Goal
Output every one of the entries below as a numbered list, omitting any blank lines.

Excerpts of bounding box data
————————
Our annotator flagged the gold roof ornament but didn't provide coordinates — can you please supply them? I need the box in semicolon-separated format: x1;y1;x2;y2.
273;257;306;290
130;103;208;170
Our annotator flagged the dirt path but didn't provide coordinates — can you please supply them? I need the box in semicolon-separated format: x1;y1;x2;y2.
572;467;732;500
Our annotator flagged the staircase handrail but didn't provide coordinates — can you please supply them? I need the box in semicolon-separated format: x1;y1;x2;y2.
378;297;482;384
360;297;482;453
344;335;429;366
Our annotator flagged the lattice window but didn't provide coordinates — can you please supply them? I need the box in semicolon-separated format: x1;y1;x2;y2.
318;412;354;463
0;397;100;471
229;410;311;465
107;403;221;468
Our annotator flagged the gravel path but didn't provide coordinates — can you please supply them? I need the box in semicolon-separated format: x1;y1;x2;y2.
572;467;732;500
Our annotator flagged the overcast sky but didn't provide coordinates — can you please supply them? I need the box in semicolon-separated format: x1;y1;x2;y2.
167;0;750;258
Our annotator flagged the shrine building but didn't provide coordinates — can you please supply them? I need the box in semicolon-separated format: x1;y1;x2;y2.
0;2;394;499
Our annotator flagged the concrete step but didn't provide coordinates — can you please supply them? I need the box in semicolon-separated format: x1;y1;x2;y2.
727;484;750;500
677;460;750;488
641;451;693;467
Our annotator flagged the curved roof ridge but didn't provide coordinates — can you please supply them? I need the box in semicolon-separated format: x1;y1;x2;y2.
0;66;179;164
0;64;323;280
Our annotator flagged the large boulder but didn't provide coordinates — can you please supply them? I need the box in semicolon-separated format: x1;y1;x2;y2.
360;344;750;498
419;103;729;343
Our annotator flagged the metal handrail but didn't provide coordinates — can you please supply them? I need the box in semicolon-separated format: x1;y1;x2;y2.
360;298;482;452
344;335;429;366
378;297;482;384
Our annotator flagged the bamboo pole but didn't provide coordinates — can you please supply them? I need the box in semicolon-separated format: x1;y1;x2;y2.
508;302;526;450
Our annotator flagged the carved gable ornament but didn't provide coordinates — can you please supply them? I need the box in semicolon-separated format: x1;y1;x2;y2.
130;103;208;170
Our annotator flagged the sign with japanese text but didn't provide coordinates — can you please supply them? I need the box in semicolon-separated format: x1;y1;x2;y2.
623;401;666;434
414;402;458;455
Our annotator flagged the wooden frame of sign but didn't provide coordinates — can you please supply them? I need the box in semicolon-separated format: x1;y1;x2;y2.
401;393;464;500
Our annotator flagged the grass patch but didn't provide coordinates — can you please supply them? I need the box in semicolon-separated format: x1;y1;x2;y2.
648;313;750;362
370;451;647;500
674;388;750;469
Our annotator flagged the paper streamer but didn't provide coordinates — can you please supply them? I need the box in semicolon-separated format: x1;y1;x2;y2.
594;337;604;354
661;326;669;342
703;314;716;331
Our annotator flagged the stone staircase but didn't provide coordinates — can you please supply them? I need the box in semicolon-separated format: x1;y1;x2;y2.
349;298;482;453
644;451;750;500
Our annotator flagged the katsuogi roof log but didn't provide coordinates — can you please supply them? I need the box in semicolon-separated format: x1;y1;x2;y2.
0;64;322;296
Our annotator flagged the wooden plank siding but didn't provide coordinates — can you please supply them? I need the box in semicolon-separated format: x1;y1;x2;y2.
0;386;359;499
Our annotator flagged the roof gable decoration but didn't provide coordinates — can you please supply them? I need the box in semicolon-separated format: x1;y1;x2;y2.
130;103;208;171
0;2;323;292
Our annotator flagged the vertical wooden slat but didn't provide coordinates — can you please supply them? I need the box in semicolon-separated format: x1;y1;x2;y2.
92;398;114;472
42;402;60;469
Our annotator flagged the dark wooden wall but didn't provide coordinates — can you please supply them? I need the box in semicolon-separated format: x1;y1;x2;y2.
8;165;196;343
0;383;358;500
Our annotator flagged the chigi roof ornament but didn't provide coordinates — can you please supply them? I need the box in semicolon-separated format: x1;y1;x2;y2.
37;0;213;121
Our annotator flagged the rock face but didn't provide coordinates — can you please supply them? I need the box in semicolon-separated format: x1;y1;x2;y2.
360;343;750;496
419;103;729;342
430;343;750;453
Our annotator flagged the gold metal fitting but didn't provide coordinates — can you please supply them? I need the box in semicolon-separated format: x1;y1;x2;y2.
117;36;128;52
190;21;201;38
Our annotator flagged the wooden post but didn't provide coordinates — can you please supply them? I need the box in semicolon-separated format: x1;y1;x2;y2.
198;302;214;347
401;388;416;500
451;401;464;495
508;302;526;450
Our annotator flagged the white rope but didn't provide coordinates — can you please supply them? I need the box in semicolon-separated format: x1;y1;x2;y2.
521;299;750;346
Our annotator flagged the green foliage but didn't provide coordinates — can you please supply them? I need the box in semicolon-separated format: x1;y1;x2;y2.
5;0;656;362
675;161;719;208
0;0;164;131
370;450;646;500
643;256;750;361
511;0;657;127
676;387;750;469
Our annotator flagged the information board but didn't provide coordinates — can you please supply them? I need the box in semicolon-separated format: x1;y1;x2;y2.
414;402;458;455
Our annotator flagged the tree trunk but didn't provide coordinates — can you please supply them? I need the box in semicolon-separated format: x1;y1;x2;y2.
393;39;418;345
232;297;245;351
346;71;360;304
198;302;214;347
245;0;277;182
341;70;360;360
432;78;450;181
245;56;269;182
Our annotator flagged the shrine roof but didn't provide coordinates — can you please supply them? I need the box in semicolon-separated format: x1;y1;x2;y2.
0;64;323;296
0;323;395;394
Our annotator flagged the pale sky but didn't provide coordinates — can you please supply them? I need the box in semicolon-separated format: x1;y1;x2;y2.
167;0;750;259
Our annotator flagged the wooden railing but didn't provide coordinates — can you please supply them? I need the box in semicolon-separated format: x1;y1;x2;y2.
————————
Result
1. Our annotator flagged the gold roof ornament but didn't provide coordinates — can you please supply them? I need the box in semicolon-separated format: x1;y1;x2;y2.
2. 273;257;306;290
3. 130;103;208;170
4. Our annotator flagged the dirt path but didn't provide coordinates — can you please supply them? I need the box in semicolon-separated format: x1;y1;x2;y2.
5. 572;467;732;500
6. Our annotator flagged the staircase handrail but didn't provide coordinates — can you please supply them? I need the box in semicolon-separated format: x1;y1;x2;y2.
7. 378;297;482;384
8. 360;297;482;453
9. 344;335;429;366
10. Our annotator flagged the lattice window but didn't provide coordinates — can you please supply them? I need the box in semicolon-separated format: x1;y1;x2;y2.
11. 318;412;354;463
12. 0;397;100;471
13. 229;410;311;465
14. 107;403;221;468
15. Our annotator flagged the gravel path but didn't provide coordinates — can you please supply them? I need the box in semicolon-separated format: x1;y1;x2;y2.
16. 572;467;732;500
17. Our annotator flagged the overcast sky but didn't provide coordinates — can you please supply them? I need the box in semicolon-separated format: x1;y1;x2;y2.
18. 167;0;750;258
19. Our annotator flagged the shrine building but didn't provide coordinates — can you please supply them? I need the box in semicolon-separated format: x1;y1;x2;y2.
20. 0;2;394;499
21. Our annotator flagged the concrete step but didn't provide coordinates — can you please supply them? I need the box in semicolon-separated format: x1;y1;x2;y2.
22. 727;484;750;500
23. 677;460;750;488
24. 641;451;693;467
25. Our annotator flagged the curved roof ridge but didn't provide coordinates — can you please supply them? I need the box in semicolon-separated format: x1;y1;x2;y2.
26. 0;66;179;164
27. 0;64;323;280
28. Our annotator flagged the large boulder but didn't provide coordinates — can you please supply them? I need the box in semicolon-separated format: x1;y1;x2;y2.
29. 360;344;750;498
30. 419;103;729;343
31. Our annotator flagged the metal handrail but didn't provide coordinates — can you please supply them? I need the box in semicolon-separated format: x1;y1;x2;y2.
32. 360;298;482;452
33. 344;335;429;366
34. 378;297;482;384
35. Our annotator flagged the bamboo pole but didn't provide coordinates — can you please supply them? I need the box in semicolon-separated format: x1;y1;x2;y2.
36. 508;302;526;450
37. Our annotator flagged the carved gable ornament but didn't provide coordinates — can you please supply them? I need the box in semicolon-separated format: x1;y1;x2;y2.
38. 130;103;208;170
39. Our annotator flagged the sign with japanese text but didn't provide coordinates — can you please supply them? I need the box in semicolon-separated format: x1;y1;x2;y2.
40. 623;401;666;434
41. 414;402;458;455
42. Our annotator flagged the wooden frame of sign but didn't provide coordinates — can you please supply them? I need the box in semicolon-separated format: x1;y1;x2;y2.
43. 401;393;464;500
44. Our annotator flagged the grass patch but didn't provide coordinates — can you please supply them? I need the box in semicolon-separated format: x1;y1;x2;y2.
45. 648;313;750;362
46. 370;451;647;500
47. 674;388;750;469
48. Our annotator flagged the paper streamer but didn't provide coordinates — can you please supply them? I need the box in semicolon-separated format: x1;y1;x2;y2.
49. 594;337;604;354
50. 661;326;669;342
51. 703;314;716;331
52. Our annotator flagged the stone staircase but didn't provide coordinates — can you please supply them? I need the box in semicolon-separated format: x1;y1;x2;y2.
53. 349;298;482;453
54. 644;451;750;500
55. Our annotator flagged the katsuogi roof log but didn't provide coordinates — can you please supply them? I need the box in semicolon-separated format: x1;y1;x2;y2.
56. 0;64;322;296
57. Our annotator flagged the wooden plank siding but didn't provide coordinates — can you please supply them? I need the box in semicolon-separated format: x1;y1;x2;y2.
58. 0;386;359;499
59. Our annotator flagged the roof gable decoration but didn't provide coordinates — can you please supply them? I need the box in semicolon-separated format: x1;y1;x2;y2.
60. 130;103;208;171
61. 0;2;323;292
62. Our annotator flagged the vertical wooden slat but didn't provide coordinates — can you please supply them? I need the box in semicolon-separated format: x1;y1;x2;y2.
63. 92;398;114;472
64. 42;402;60;469
65. Our annotator flagged the dark wooden wall but didn't provide coordinates — can you please supply them? I need the box in semicolon-separated format: x1;y1;x2;y2.
66. 8;165;196;343
67. 0;383;358;500
68. Our annotator flagged the chigi roof ornament but didn't provide coordinates — can you please supply them? I need the box in semicolon-separated format: x1;y1;x2;y2.
69. 37;0;213;121
70. Our annotator flagged the rock face but didn't provide coordinates — can you please supply them? I need the box in semicolon-separated format: x1;y1;x2;y2.
71. 360;343;750;496
72. 419;103;729;342
73. 430;343;750;453
74. Our annotator flagged the gold metal fitting but didn't provide coordinates — can you please supply them? I need the box in semicolon-separated format: x1;y1;x2;y2.
75. 117;36;128;52
76. 190;21;201;38
77. Our annotator flagged the wooden post but didn't provide coordinates — can you please supply them? I need the box in semicolon-separated format: x1;y1;x2;y2.
78. 198;302;214;347
79. 401;388;416;500
80. 451;401;464;495
81. 508;302;526;450
82. Our annotator flagged the white rope but didn't provide coordinates — can you please supply them? I need the box in semicolon-separated format: x1;y1;x2;y2.
83. 521;299;750;346
84. Our annotator flagged the green foliage but didn't provide coordinates — can you please supply them? I need the box in semicolon-separated format: x1;y1;x2;y2.
85. 5;0;656;362
86. 675;161;719;208
87. 0;0;164;131
88. 370;450;646;500
89. 643;256;750;361
90. 511;0;657;127
91. 676;387;750;469
92. Our annotator flagged the information board but didn't provide coordinates — can you please supply them? I need the box in semicolon-separated format: x1;y1;x2;y2.
93. 414;402;458;455
94. Our annotator flagged the tree trunk but didn't provide coordinates — can you please supply them? I need the box in semicolon-separated format: x1;y1;x2;y2.
95. 393;39;418;345
96. 232;297;245;351
97. 346;71;360;304
98. 198;302;214;347
99. 245;0;277;182
100. 341;70;360;360
101. 432;78;450;181
102. 245;56;269;182
103. Our annotator flagged the shrine roof but didn't provide coordinates — can you please supply them? I need the box in semicolon-separated format: x1;y1;x2;y2.
104. 0;64;323;296
105. 0;323;395;394
106. Our annotator flagged the pale sky but didn't provide coordinates — can you please supply them? I need the box in semicolon-separated format: x1;y1;x2;y2.
107. 167;0;750;259
108. Our annotator flagged the wooden railing but didn't provide coordinates — can you please supply them? I need the box in semicolon-separated format: x1;y1;x2;y2.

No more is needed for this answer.